Regarding the "ip default-gateway" - first of all, if the switch is configured with "ip routing", the "ip default-gateway" command is ignored completely. Its functionality is superseded by the routing table, and eventually, the default route there.

Now, should your default route point to 192.168.0.150? On the admin stack, certainly not because such a default route would point to the stack itself. The stack won't even allow you to configure it. On other switches - well, that kind-of depends. Clearly, the admin stack is connected to multiple networks, but the firewall also connects to another set of networks. Can you even have a universal default route here if each of these devices offers a connectivity to a different set of destination networks, and so you need to use each of them? This calls more for a routing protocol rather than a default route; the default route should in this case point toward the device connecting to the internet (if any).

I hope I haven't made this even more unclear - please feel welcome to ask further!

----

• Complete the following:
1. Retype a passage from the default-route reply, starting with "Now, should your" and going on through "to ask further!".
2. According to the default-route reply, what happens to the "ip default-gateway" command on a switch configured with "ip routing"?
3. Name every kind of network device that the default-route reply mentions.

• Information supplied:

----

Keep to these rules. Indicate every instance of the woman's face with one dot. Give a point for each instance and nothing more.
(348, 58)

----

• Answers provided:
1.
Now, should your default route point to 192.168.0.150? On the admin stack, certainly not because such a default route would point to the stack itself. The stack won't even allow you to configure it. On other switches - well, that kind-of depends. Clearly, the admin stack is connected to multiple networks, but the firewall also connects to another set of networks. Can you even have a universal default route here if each of these devices offers a connectivity to a different set of destination networks, and so you need to use each of them? This calls more for a routing protocol rather than a default route; the default route should in this case point toward the device connecting to the internet (if any).

I hope I haven't made this even more unclear - please feel welcome to ask further!

2. It is ignored completely.

3.
- Switch
- Admin stack
- Firewall